- [Written instruction] Set down the line that contains "of the chopped" and every line after it to the end of the entries, exactly as they stand and nothing more.

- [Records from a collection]

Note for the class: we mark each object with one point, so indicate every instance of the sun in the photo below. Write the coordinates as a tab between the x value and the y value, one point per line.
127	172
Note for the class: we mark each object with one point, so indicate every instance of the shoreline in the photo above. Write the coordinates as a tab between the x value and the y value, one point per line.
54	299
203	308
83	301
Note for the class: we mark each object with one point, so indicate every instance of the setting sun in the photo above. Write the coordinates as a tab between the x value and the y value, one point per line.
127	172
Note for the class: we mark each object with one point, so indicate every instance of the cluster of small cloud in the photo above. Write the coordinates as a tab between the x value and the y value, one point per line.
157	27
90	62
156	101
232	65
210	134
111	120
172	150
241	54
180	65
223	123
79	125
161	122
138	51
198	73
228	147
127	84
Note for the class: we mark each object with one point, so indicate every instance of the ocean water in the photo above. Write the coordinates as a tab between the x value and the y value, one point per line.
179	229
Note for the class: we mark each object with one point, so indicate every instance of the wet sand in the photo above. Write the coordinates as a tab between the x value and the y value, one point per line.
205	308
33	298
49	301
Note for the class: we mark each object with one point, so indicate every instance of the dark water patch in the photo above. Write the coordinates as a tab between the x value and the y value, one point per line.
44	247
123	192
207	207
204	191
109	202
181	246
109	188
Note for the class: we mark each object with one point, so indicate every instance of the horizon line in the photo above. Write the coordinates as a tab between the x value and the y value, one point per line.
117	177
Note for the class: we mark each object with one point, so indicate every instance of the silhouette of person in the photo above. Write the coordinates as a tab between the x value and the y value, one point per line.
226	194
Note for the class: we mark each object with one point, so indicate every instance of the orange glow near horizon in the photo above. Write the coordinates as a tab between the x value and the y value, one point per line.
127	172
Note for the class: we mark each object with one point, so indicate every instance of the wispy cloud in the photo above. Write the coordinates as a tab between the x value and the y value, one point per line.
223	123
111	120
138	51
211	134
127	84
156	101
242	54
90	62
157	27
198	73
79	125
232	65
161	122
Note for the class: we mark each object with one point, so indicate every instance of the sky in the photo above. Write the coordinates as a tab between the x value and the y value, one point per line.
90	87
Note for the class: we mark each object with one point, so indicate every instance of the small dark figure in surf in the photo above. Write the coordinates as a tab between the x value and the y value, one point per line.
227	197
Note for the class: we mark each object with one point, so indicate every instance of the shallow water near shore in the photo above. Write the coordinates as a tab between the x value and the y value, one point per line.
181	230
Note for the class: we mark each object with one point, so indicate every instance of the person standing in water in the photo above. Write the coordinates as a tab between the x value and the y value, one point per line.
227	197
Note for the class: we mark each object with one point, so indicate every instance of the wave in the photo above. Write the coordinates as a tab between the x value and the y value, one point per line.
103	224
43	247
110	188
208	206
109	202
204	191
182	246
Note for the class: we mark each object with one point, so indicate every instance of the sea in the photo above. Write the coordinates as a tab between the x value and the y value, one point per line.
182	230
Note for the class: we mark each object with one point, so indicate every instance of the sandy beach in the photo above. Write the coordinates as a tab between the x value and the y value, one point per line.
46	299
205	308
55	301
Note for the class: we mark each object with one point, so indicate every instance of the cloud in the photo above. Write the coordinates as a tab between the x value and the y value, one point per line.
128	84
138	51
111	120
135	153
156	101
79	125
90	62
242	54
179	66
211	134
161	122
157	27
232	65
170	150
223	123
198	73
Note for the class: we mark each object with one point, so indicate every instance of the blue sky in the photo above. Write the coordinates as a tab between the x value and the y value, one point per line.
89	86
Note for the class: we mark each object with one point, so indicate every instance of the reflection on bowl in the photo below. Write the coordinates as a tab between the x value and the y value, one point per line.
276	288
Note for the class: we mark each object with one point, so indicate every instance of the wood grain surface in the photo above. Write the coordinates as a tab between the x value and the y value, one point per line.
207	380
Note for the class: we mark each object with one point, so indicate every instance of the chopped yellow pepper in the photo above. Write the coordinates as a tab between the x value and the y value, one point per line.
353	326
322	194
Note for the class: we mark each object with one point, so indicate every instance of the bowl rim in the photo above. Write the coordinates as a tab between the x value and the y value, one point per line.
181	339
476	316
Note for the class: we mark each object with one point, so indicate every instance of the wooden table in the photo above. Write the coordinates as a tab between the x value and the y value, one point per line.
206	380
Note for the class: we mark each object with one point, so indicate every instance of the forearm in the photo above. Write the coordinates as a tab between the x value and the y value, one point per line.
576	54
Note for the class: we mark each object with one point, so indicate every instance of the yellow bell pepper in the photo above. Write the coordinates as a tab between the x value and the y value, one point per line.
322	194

- [Answer in full]
Note for the class: we mark each object with one point, so indicate every instance of the chopped yellow pepper in the photo above. Write the coordinates as a tab between the x value and the y value, one point per line.
353	326
322	194
Note for the class: we mark each object with one point, so indicate every instance of the bowl rim in the photo above. Write the coordinates as a tab between the x value and the y value, one point per line.
181	339
476	316
Note for the class: we mark each object with one point, so indicate every instance of the wooden table in the photo above. Write the coordinates as a tab between the x value and the y value, one point per line.
206	380
Note for the class: we mark each object with one point, so indicate every instance of the forearm in the photo above. Write the coordinates as a tab between the x value and the y value, one point per line.
576	54
Note for the class: we mark each object with one point, so indicate every instance of the yellow bell pepper in the photo above. Write the coordinates as a tab between the x value and the y value, one point per line.
322	194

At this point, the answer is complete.